### WHAT YOU WILL DO
Print the data exactly, leaving nothing out.

### RECORDS SUPPLIED
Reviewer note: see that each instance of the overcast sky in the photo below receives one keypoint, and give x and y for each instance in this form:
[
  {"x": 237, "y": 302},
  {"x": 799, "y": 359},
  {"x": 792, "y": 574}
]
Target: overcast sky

### COMPLETED TASK
Reviewer note: see that each instance of the overcast sky in the photo below receives one keypoint, and give x and y for each instance in this form:
[
  {"x": 237, "y": 302},
  {"x": 799, "y": 359},
  {"x": 792, "y": 574}
]
Target: overcast sky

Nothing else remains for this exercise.